Source passage:
# Installing Athena-ready Chemical and Genomics Databases from the  Registry of Open Data on AWS

The AWS Registry of Open Data (RODA) hosts the following datasets in a parquet format in a public S3 bucket which you are free to copy. 

However, in an effort to make these datasets more consumable, the CloudFormation templates below will create the corresponding AWS Glue database, tables, and schemas in your account's AWS Glue Data Catalog. 

This allows you to start querying the data with Athena directly out of the public S3 buckets, **in seconds**, with zero servers or networking to setup. 

![](http://devspacepaul.s3.us-west-2.amazonaws.com/dlac/howitworks.png)

Going further, you can use standard JDBC/ODBC to query these databases with your own notebooks, business inteligence tools, plotting software, Redshift or EMR clusters, or even your local development machine. 


## One time prerequisite 

If you have never used Amazon Athena in your account before, you need to [setup a default query location](https://docs.aws.amazon.com/athena/latest/ug/querying.html#query-results-specify-location-console). This should only take 2-3 minutes to do.

You only need to do this once. 

## Deploy this into my account

Click the links below for the data set you are interested in. Then click the "Create stack". Make sure you are in your preferred region.

Provided material:
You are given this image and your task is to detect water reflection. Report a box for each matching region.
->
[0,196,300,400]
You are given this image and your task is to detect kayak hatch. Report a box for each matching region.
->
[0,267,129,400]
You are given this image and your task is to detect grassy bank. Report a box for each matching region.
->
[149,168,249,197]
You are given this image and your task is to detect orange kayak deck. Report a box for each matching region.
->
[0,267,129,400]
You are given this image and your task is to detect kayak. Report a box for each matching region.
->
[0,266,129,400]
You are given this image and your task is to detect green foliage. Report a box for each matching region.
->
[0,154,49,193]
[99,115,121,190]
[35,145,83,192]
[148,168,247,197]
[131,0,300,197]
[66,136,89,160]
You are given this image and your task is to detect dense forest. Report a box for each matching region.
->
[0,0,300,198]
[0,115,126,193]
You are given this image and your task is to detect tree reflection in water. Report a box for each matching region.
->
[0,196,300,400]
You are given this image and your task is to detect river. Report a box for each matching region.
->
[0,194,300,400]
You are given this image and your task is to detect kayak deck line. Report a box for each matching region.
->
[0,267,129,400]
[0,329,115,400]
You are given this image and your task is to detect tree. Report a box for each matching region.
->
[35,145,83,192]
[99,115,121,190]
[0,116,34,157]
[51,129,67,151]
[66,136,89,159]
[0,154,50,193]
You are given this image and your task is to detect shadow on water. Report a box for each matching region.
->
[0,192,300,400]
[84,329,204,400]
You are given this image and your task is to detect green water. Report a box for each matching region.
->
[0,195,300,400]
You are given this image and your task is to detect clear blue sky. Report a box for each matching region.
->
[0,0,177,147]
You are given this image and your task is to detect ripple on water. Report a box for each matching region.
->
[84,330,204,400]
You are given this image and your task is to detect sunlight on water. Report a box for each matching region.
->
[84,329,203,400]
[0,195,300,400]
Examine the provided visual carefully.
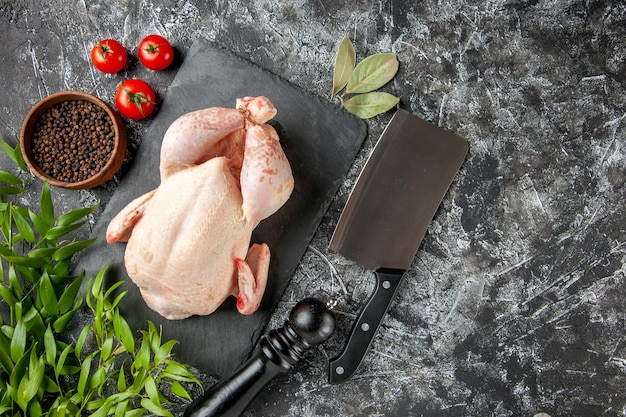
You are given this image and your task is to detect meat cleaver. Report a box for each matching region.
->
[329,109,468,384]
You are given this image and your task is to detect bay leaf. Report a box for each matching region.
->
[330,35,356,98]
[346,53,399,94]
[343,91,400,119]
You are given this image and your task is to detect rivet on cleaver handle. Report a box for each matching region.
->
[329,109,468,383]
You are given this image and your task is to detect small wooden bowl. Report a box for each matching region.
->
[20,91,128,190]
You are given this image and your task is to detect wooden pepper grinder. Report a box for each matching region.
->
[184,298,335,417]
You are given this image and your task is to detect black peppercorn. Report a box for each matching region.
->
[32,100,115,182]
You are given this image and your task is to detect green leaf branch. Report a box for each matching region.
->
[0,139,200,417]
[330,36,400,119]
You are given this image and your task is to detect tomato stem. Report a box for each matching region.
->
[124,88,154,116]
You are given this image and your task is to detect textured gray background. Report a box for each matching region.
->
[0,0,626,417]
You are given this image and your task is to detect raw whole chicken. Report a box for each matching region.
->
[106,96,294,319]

Requirement 1:
Rewrite the passage of the installation guide from "If you have" up to and including "do this once.", changing "default query location" to "query result location".
Requirement 2:
According to the installation guide, in what format does the AWS Registry of Open Data host the datasets?

Answer space 1:
If you have never used Amazon Athena in your account before, you need to [setup a query result location](https://docs.aws.amazon.com/athena/latest/ug/querying.html#query-results-specify-location-console). This should only take 2-3 minutes to do.

You only need to do this once.

Answer space 2:
Parquet format, in a public S3 bucket.